ТЕКСТ ДЛЯ УПРАЖНЕНИЯ |
А у дежурного по хирургическому отделению в эти минуты непрерывно звонил телефон. Хотя никто и ничего в госпитале не объявлял, об операции узнали практические все.
Но что мог ответить дежурный? В операционную вход запрещён. Он знал одно: пока всё идёт по плану.
Наконец, просочились первые сведения:
«Операция окончена!»
– Что говорит хирург? Как самочувствие Михаила Филипповича? – такие вопросы сыпались отовсюду.
– Вышел из наркоза, – сообщал дежурный. – Доставлен в отделение интенсивной терапии.
Если было можно, наверное, выстроилась бы очередь из тех, кто хотел бы в эти минуты взглянуть на Гулякина, сказать ему доброе, ласковое слово. Но у постели бессменно находилась лишь одна фронтовая медсестра Маша – Гулякина Мария Алексеевна. (См. Николай Шахмагонов. Золотой скальпель).
Михаил Филиппович подбадривал её, сердился:
– Маша, будешь плакать, попрошу, чтобы вместо тебя прислали кого-нибудь другого.
И на глазах её, как когда-то в палате медсанбата, когда шла борьба за его руку, высыхали слёзы.
Через три дня вдруг резко ухудшилось общее состояние. И снова был встревожен весь госпиталь, снова собирался консилиум.

СПИСОК ЗАДАНИЙ |
A. Кто, согласно тексту об операции Михаила Филипповича, бессменно находился у его постели?
B. Продолжите текст об операции Михаила Филипповича после его последнего предложения.
Приведённый далее перечень для работы не нужен.

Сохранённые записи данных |

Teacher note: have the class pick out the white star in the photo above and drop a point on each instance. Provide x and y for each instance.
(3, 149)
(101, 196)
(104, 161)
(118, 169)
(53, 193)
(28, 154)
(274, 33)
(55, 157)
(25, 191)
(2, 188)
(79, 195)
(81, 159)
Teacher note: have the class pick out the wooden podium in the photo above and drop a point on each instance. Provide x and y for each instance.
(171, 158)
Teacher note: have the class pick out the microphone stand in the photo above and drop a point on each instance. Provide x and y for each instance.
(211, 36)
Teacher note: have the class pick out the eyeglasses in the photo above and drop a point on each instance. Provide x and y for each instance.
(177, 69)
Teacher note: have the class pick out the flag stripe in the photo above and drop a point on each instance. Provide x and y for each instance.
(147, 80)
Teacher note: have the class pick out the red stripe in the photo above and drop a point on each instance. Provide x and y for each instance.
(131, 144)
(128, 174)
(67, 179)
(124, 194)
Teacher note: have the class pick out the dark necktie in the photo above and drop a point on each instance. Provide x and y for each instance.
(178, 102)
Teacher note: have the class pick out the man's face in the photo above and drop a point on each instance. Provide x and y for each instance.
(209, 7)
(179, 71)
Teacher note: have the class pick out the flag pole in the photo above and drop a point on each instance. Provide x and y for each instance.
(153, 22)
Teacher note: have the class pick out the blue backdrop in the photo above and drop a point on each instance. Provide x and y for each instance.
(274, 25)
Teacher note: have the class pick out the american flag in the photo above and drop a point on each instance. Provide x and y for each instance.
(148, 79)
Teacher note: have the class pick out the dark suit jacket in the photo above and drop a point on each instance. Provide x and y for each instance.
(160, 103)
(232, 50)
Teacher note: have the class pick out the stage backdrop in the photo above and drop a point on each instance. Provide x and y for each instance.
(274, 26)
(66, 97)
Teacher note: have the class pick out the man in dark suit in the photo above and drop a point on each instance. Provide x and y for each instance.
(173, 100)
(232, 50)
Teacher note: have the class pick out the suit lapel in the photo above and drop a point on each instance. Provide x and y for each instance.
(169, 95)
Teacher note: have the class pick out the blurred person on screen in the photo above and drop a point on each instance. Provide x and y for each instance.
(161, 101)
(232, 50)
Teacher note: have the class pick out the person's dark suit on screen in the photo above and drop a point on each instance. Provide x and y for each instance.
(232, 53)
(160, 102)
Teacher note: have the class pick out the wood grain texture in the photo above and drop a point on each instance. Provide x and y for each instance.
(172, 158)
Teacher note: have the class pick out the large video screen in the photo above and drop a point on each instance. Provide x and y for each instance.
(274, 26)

ОТВЕТЫ К ЗАДАНИЯМ |
A. Фронтовая медсестра Маша — Гулякина Мария Алексеевна.

B.
Михаил Филиппович сам помог определить, что случилось:
– Передозировка антибиотиков. Пройдёт!
Когда стало легче, попросил бумагу и карандаш.
– Для чего? – удивился начальник отделения.
– Как для чего? Работать. Сейчас я такую школу прошёл, какую никогда не пройти. Я же побывал в роли наших больных. Хочу всё записать.
В день выписки, пожимая в знак благодарности руку своему лечащему врачу, он вдруг сказал:
– Значит, всё-таки мы с вами правильно выбрали тактику лечения, – и улыбнулся, а тот не понял, почему появилась улыбка, ибо не знал, что однажды этот необыкновенный хирург уже говорил подобные слова весной сорок третьего, когда вместе с боевыми друзьями одержал победу над анаэробной инфекцией.
Как тогда, так и теперь он участвовал в выработке методики лечения, давал дельные советы, а иногда и руководил действиями врачей.
Настал день, когда Михаил Филиппович снова вошёл в свой небольшой, чистый и уютный кабинет, сел за стол, осмотрелся. Всё было как прежде, и только кто-то убрал пепельницу, опасаясь, видимо, что она может напомнить о курении.
Он улыбнулся: «Чудаки… Если у человека есть воля, его никто не заставит изменить решение».
ЭПИЛОГ
Как создавалась книга?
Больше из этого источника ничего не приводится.